REQUIRED WORK: Report back each line of the data that contains the word "worker".

DATA FOR THE TASK:
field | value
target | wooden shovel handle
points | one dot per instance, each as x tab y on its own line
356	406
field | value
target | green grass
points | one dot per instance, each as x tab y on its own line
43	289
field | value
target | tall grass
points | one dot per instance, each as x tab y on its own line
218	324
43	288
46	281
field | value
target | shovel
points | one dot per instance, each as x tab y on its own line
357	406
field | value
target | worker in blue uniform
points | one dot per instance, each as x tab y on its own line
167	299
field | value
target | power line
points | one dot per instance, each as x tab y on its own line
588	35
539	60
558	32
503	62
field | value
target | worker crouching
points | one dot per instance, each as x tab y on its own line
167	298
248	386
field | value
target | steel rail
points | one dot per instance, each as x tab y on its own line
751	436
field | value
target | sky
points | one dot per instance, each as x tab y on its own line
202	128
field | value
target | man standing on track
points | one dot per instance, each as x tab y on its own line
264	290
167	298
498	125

EXERCISE RESPONSE:
target | worker in blue uniform
target | worker crouching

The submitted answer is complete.